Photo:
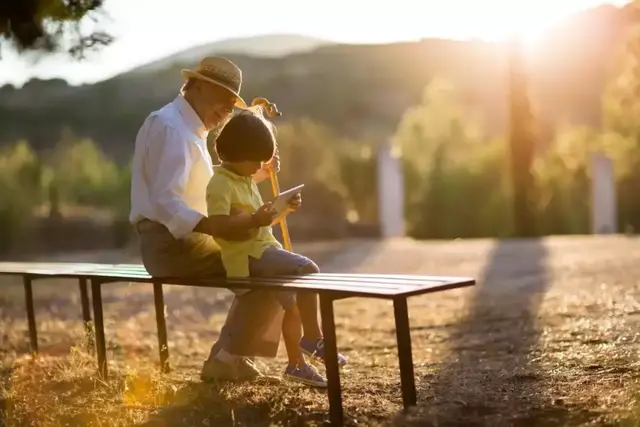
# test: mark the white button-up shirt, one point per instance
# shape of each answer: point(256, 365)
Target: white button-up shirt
point(171, 169)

----

[WHAT IS EXPECTED] Can you copy the entries above line for line, without changing anything and leaving out the pictures?

[FULL OUTPUT]
Photo:
# test: mark the white button-up shirt, one point per instance
# shape of each answer: point(256, 365)
Target: white button-up shirt
point(171, 169)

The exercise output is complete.